__PROBLEM DETAILS__
All entries must be set down once more, precisely as given.

[[ DATASET EXTRACT open ]]

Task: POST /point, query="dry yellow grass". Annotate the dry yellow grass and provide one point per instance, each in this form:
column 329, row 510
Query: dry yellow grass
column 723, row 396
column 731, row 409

[[ DATASET EXTRACT closed ]]

__YOUR RESPONSE__
Task: POST /point, query="dry yellow grass". Annotate the dry yellow grass and provide one point per instance, each in this form:
column 329, row 510
Query: dry yellow grass
column 723, row 396
column 731, row 409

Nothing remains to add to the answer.